** Opening MATERIAL PROVIDED block **

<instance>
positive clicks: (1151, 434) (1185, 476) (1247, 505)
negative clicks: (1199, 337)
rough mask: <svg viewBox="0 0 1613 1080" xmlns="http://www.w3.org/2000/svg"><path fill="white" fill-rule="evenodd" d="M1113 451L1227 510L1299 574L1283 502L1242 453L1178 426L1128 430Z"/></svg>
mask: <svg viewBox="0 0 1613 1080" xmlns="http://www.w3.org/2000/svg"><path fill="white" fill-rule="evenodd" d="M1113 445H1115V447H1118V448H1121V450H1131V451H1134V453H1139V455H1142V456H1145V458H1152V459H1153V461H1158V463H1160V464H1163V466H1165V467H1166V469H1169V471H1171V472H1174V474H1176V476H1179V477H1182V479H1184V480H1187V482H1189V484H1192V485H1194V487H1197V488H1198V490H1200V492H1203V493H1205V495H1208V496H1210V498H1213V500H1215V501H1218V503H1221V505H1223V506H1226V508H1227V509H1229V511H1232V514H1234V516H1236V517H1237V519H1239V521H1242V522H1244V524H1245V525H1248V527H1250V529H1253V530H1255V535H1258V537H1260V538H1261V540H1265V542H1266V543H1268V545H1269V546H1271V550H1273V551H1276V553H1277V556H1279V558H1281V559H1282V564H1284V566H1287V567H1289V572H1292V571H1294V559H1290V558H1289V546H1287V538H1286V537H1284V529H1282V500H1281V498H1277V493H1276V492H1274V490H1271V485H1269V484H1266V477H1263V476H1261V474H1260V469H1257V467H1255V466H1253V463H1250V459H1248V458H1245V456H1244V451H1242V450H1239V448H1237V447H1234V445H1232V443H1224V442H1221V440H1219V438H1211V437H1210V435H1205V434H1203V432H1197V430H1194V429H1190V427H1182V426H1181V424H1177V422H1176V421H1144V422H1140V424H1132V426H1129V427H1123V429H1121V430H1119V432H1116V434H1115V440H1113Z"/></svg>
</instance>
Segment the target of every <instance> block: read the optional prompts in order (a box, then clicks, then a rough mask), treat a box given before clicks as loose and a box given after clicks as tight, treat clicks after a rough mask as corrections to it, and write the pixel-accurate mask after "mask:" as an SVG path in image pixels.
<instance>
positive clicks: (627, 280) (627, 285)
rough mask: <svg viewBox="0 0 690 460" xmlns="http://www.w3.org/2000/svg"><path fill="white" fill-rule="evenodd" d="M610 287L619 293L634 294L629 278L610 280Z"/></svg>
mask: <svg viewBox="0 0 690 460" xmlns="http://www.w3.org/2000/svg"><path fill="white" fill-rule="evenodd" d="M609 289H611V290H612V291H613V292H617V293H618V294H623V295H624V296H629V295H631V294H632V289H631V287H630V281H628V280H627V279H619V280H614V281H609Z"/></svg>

** Closing MATERIAL PROVIDED block **

- TASK
Your answer must consist only of the lines from the one with "287L619 293L634 294L629" through the final line of the entries, each retyped exactly.

- WRITTEN SOLUTION
rough mask: <svg viewBox="0 0 690 460" xmlns="http://www.w3.org/2000/svg"><path fill="white" fill-rule="evenodd" d="M610 287L619 293L634 294L629 278L610 280Z"/></svg>
mask: <svg viewBox="0 0 690 460" xmlns="http://www.w3.org/2000/svg"><path fill="white" fill-rule="evenodd" d="M609 289H611V290H612V291H613V292H617V293H618V294H623V295H624V296H629V295H631V294H632V289H631V287H630V281H628V280H627V279H619V280H614V281H609Z"/></svg>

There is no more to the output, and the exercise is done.